__Tasks for this exercise__.
a) Copy out the part of the forum exchange starting at "So, by that" and ending at "matter of degree.".
b) In the forum exchange, which factors does the Church hold the morality of an act to depend on?
c) Using the forum exchange, explain in one to three sentences why natural miscarriage is not a moral tragedy by the standard it describes.

== Quoted passage

Of course the argument is specious. I am pointing that out.
Let me rephrase: your counter-example is specious.
It doesn’t demonstrate “procured abortion isn’t a tragedy because natural miscarriage isn’t a tragedy”; rather, it makes the specious claim “all natural death is a tragedy, so no one should ever have children.” That’s why it doesn’t work…
I am pointing out that saying a few cells being aborted is a tragedy entirely ignores the fact that this happens naturally all the time.
If if’s a tragedy if it’s intentional then it is equally a tragedy if natural. The result is exactly the same.
And, if you were making this claim
anywhere else but a Catholic forum, you’d get away with that assertion. However, I know that you know (since we’ve been on threads in the Moral Theology section of the forum, discussing this precise topic) that Catholic Moral Theology does
not accept the theory that the morality of an act is determined exclusively by its outcome. That’s ‘consequentialism’, and the Church rejects it as a moral theory. Instead, the Church posits that the morality of an act depends on the object of the act, the intention of the actor, (and, with respect to degree only, the circumstances).
So, by that standard, natural miscarriage isn’t a moral tragedy, since there is no intent to kill. Abortion, on the other hand…
If she grieved over the few cells as she would over the foetus a few months old we would think she had a psychological problem. So it is obviously and undeniably a matter of degree.
Women
do grieve over miscarriages and spontaneous natural abortions. I don’t know where you’re getting your data point from, but you’re mistaken.

====
== Provided records

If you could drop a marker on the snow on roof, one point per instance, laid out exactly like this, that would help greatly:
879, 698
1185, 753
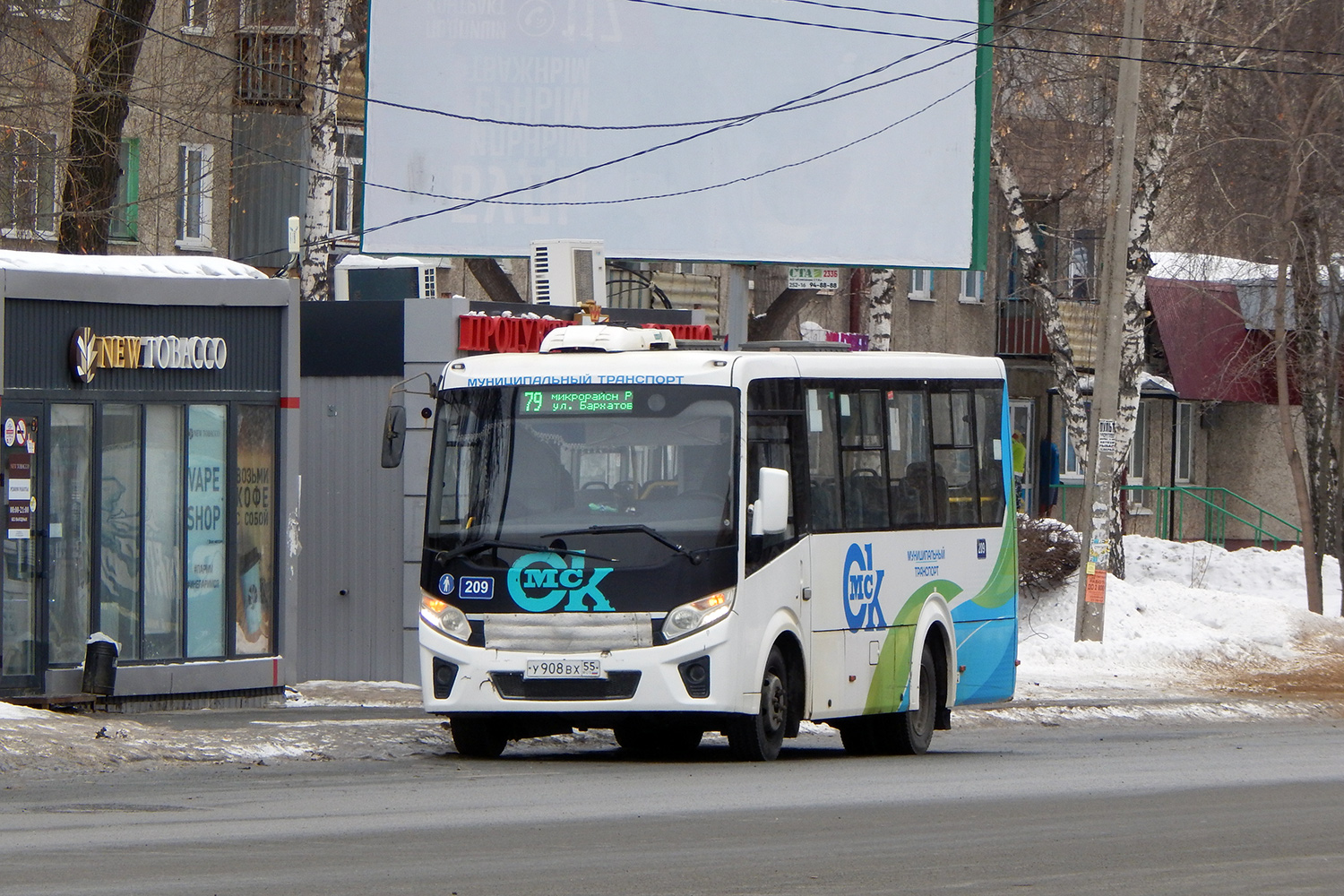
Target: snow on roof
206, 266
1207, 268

====
== Provided records

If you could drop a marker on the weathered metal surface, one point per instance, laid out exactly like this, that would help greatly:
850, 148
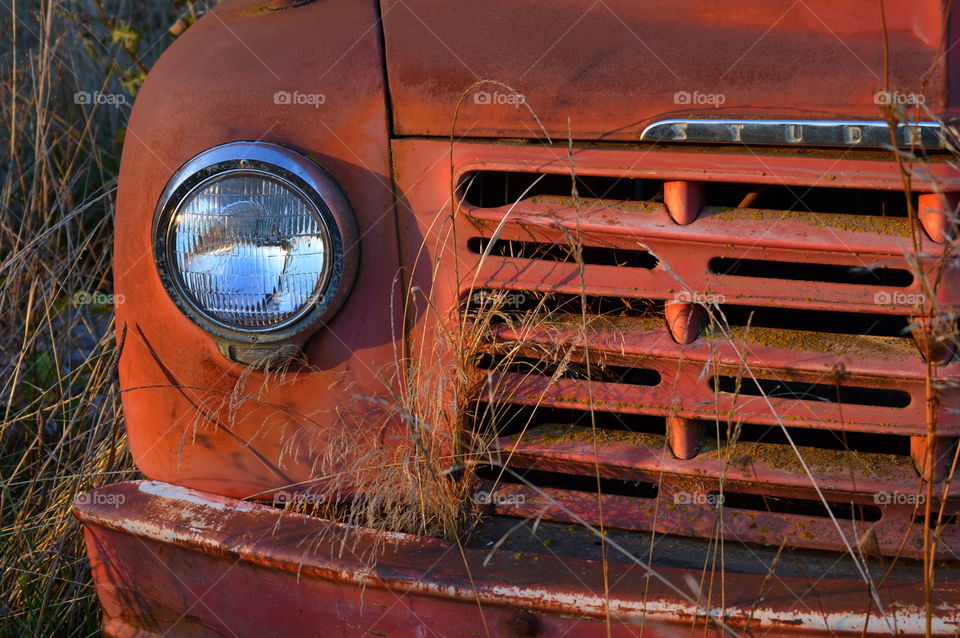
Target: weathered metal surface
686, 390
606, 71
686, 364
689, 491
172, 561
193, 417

====
== Provided records

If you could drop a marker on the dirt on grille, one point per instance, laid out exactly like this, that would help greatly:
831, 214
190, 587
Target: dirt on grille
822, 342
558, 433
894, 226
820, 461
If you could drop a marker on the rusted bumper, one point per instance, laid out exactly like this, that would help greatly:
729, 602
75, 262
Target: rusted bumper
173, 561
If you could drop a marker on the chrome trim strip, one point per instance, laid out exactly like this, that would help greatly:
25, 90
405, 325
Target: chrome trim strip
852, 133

====

__Solutions in order__.
a)
So, by that standard, natural miscarriage isn’t a moral tragedy, since there is no intent to kill. Abortion, on the other hand…
If she grieved over the few cells as she would over the foetus a few months old we would think she had a psychological problem. So it is obviously and undeniably a matter of degree.

b) The object of the act, the intention of the actor, and, with respect to degree only, the circumstances.

c) Catholic Moral Theology rejects consequentialism, the view that an act's morality depends only on its outcome. It judges an act by its object and the actor's intention. A natural miscarriage involves no intent to kill, so by that standard it is not a moral tragedy.